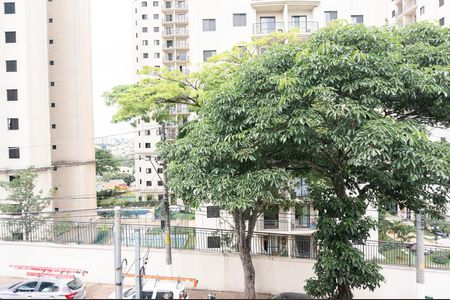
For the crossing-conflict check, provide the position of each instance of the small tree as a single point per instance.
(25, 204)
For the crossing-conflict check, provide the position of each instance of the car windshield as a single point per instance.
(14, 285)
(75, 284)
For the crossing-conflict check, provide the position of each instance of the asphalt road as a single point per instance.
(102, 291)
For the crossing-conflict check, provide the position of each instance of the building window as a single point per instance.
(11, 66)
(422, 10)
(213, 212)
(12, 95)
(209, 24)
(207, 54)
(10, 8)
(330, 16)
(213, 242)
(14, 152)
(13, 124)
(239, 20)
(358, 19)
(10, 37)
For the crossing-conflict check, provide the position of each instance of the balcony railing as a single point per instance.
(268, 28)
(302, 27)
(174, 6)
(176, 46)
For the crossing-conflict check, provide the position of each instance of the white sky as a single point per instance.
(112, 58)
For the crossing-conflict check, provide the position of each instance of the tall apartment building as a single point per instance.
(404, 12)
(182, 34)
(46, 98)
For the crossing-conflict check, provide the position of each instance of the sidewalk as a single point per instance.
(102, 291)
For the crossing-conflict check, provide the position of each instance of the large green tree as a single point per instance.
(25, 204)
(347, 110)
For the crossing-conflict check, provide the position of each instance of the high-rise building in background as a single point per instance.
(46, 98)
(404, 12)
(182, 34)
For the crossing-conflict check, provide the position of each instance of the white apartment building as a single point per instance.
(182, 34)
(46, 98)
(404, 12)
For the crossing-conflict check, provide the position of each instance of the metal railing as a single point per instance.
(291, 245)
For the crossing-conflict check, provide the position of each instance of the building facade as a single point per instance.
(46, 98)
(182, 34)
(404, 12)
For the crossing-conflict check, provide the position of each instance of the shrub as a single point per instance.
(441, 257)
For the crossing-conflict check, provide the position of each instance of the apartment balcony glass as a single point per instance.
(268, 27)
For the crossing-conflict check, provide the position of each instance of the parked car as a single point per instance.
(45, 288)
(292, 296)
(157, 289)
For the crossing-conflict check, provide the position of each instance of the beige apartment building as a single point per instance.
(46, 98)
(182, 34)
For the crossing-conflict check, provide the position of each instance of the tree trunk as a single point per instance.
(345, 292)
(244, 246)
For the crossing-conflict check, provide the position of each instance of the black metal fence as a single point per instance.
(200, 239)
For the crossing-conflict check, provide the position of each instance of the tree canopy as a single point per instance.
(25, 203)
(347, 109)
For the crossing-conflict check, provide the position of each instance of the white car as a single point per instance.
(45, 288)
(157, 289)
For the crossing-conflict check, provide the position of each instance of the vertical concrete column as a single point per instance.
(286, 17)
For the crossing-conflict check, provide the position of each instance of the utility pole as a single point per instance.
(420, 258)
(167, 239)
(117, 253)
(137, 262)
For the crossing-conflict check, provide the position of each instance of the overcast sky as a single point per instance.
(112, 57)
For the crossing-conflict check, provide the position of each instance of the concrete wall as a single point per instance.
(214, 271)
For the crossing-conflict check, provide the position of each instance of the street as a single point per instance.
(102, 291)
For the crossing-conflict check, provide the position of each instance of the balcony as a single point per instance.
(278, 5)
(178, 59)
(177, 46)
(410, 8)
(175, 33)
(179, 21)
(174, 6)
(304, 27)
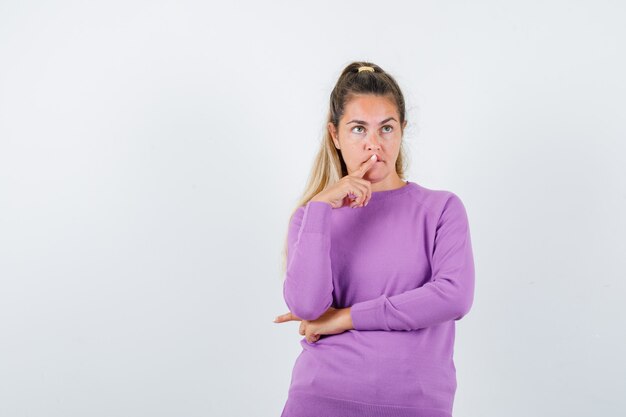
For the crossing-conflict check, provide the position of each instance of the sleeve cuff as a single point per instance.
(368, 315)
(316, 216)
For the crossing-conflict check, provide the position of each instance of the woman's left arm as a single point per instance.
(447, 296)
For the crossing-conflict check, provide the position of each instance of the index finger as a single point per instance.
(366, 166)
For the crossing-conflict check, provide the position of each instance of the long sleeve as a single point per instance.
(308, 285)
(447, 296)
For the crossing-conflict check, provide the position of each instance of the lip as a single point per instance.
(378, 159)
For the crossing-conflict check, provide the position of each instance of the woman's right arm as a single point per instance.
(308, 285)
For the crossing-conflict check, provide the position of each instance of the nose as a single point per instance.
(372, 142)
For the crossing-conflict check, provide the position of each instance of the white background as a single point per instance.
(151, 153)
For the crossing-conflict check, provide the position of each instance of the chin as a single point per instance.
(375, 177)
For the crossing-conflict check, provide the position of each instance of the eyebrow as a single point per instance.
(365, 123)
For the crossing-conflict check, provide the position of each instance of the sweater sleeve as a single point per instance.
(308, 284)
(448, 295)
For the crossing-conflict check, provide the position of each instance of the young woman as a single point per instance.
(378, 268)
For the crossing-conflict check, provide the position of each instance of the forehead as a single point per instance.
(370, 107)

================

> [What is required]
Using the material above, retype each entry exactly and omit the pictures.

> [Complete answer]
For the crossing-conflict check, provide the position of each instance of the small tree as a single point per instance.
(25, 204)
For the crossing-conflict check, provide the position of each instance of the car windshield as a single point per instance.
(14, 285)
(75, 284)
For the crossing-conflict check, provide the position of each instance of the asphalt road as a single point per instance.
(102, 291)
For the crossing-conflict check, provide the position of each instance of the building window as a single point per instance.
(11, 66)
(422, 10)
(213, 212)
(12, 95)
(209, 24)
(207, 54)
(10, 8)
(330, 16)
(213, 242)
(14, 152)
(13, 124)
(239, 20)
(358, 19)
(10, 37)
For the crossing-conflict check, provide the position of each instance of the balcony railing as a single point per instance.
(268, 28)
(302, 27)
(174, 6)
(176, 46)
For the crossing-conflict check, provide the position of each instance of the white sky as a single point per instance.
(112, 58)
For the crossing-conflict check, provide the position of each instance of the tall apartment building as a single point per instance.
(404, 12)
(182, 34)
(46, 98)
For the crossing-conflict check, provide the position of each instance of the sidewalk as a single point per instance.
(102, 291)
For the crossing-conflict check, provide the position of each instance of the large green tree as a single point per instance.
(25, 204)
(347, 110)
For the crossing-conflict check, provide the position of each instance of the high-rise building in background as a single point per instance.
(46, 98)
(404, 12)
(182, 34)
For the crossing-conflict check, provide the position of each instance of the white apartment building as a single point per instance.
(182, 34)
(46, 98)
(404, 12)
For the crossing-conflict check, provide the position of each instance of the metal railing as a single point per instance.
(291, 245)
For the crossing-conflict check, provide the position of each instance of the building facade as a single point per instance.
(46, 98)
(182, 34)
(404, 12)
For the crossing-conflict check, provide the position of each instance of the shrub as a single point per instance.
(441, 257)
For the crossing-conflict check, provide the position of each instance of the apartment balcony glass as a single point per instance.
(268, 27)
For the crossing-conflict check, provide the position of each instance of the parked car as a single point per instance.
(45, 288)
(292, 296)
(157, 289)
For the crossing-conflict check, provide the position of each instance of the beige apartment building as a single point per instance.
(46, 98)
(182, 34)
For the crossing-conflict check, provide the position of each instance of the tree trunk as a single point per instance.
(345, 292)
(244, 246)
For the crossing-conflict check, provide the position of each instance of the black metal fence as a single point per instance.
(200, 239)
For the crossing-conflict check, provide the position of each instance of the tree canopy as a single point per instance.
(25, 203)
(347, 109)
For the crossing-conflict check, provide the position of each instance of the white car as a single point per instance.
(45, 288)
(157, 289)
For the crossing-conflict check, provide the position of each instance of the vertical concrete column as a single point per instance.
(286, 17)
For the crossing-conflict check, provide the position of each instance of the utility pole as a single point per instance.
(420, 258)
(167, 239)
(117, 253)
(137, 262)
For the crossing-conflict check, provide the position of each instance of the overcast sky as a single point per instance.
(112, 57)
For the crossing-conflict check, provide the position of each instance of the concrete wall as a single point per instance.
(214, 271)
For the crossing-conflict check, provide the position of each instance of the street as a single point per instance.
(102, 291)
For the crossing-conflict check, provide the position of each instance of the balcony as a single point per instance.
(278, 5)
(178, 59)
(177, 46)
(410, 8)
(175, 33)
(179, 21)
(174, 6)
(304, 27)
For the crossing-conflict check, provide the position of each instance of the sleeve cuff as a single point per instance.
(368, 315)
(316, 216)
For the crossing-conflict check, provide the position of each instance of the woman's left arm as a single point per instance.
(447, 296)
For the crossing-conflict check, provide the position of each instance of the index finger as a single point per instance.
(366, 166)
For the crossing-conflict check, provide the position of each instance of the long sleeve as a single point per instance.
(308, 285)
(447, 296)
For the crossing-conflict check, provide the position of each instance of the lip as a single point per instance.
(378, 159)
For the crossing-conflict check, provide the position of each instance of the woman's right arm as a single point per instance.
(308, 285)
For the crossing-conflict check, provide the position of each instance of the nose as a single point per instance.
(372, 142)
For the crossing-conflict check, provide the position of each instance of the white background as a single point per instance.
(151, 153)
For the crossing-conflict check, provide the position of each instance of the chin as a single point per instance.
(375, 177)
For the crossing-conflict check, provide the position of each instance of the eyebrow as a single point per instance.
(365, 123)
For the crossing-conflict check, provide the position of each instance of the sweater sleeve as a single point per instance.
(308, 284)
(448, 295)
For the crossing-conflict check, provide the position of each instance of the young woman as a single point per instance.
(378, 268)
For the crossing-conflict check, provide the position of each instance of the forehead as a single point per instance.
(370, 107)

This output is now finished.